_Problem details_. Report how many lines in the material below contain the string "lagoon" with matching case, and give only that number.

_Data lines_.
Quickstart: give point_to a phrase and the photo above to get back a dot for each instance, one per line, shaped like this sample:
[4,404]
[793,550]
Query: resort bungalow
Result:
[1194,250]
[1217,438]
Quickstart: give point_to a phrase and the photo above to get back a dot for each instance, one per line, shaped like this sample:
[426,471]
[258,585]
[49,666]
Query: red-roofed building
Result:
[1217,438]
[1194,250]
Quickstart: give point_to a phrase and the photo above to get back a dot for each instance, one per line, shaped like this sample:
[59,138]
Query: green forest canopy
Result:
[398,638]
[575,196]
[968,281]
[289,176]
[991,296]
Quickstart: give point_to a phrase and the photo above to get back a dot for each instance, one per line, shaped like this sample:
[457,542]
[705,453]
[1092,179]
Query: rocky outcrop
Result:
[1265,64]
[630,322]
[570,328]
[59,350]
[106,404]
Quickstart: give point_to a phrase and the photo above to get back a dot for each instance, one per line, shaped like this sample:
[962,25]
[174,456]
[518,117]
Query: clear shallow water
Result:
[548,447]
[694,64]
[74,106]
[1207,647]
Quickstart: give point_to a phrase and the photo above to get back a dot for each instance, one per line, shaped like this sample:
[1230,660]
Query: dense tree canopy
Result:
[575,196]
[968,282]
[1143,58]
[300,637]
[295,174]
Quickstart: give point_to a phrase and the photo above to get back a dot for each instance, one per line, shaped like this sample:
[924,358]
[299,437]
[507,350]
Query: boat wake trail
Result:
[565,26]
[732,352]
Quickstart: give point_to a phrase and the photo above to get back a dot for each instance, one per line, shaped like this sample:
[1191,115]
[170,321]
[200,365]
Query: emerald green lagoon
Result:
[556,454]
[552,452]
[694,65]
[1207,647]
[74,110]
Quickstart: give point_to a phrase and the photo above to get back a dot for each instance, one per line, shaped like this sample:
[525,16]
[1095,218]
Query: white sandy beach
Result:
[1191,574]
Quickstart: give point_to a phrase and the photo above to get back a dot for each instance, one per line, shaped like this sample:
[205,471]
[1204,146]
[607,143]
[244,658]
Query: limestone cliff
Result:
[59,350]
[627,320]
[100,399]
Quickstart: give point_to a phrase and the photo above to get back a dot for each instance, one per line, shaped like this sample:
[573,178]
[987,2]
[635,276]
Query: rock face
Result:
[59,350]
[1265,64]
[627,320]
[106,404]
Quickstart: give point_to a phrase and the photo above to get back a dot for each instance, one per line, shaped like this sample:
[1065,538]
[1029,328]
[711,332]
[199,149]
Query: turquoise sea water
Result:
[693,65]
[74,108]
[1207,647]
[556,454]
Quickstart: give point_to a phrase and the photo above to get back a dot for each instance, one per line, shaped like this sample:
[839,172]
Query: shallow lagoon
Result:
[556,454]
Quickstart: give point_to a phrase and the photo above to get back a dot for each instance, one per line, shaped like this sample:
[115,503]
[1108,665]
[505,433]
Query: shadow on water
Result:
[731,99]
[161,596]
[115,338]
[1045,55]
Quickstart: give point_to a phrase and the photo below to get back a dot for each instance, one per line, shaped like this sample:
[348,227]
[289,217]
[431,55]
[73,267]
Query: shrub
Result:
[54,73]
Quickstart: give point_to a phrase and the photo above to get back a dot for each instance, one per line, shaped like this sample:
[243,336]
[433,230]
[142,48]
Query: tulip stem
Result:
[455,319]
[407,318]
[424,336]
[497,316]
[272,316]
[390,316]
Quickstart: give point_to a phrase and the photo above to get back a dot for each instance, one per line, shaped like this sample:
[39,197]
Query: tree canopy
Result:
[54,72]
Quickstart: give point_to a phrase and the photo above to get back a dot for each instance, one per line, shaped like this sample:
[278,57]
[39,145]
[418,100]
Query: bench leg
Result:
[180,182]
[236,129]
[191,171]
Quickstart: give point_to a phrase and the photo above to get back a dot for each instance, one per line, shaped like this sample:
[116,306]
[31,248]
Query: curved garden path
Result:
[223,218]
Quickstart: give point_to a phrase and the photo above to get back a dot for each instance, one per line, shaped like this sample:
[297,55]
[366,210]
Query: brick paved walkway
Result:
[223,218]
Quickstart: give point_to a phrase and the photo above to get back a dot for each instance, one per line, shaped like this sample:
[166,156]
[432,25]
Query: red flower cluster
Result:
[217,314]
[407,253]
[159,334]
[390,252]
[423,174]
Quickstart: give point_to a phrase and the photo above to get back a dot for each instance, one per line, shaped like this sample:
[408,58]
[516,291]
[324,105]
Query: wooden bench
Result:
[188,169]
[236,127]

_Exercise result_. 2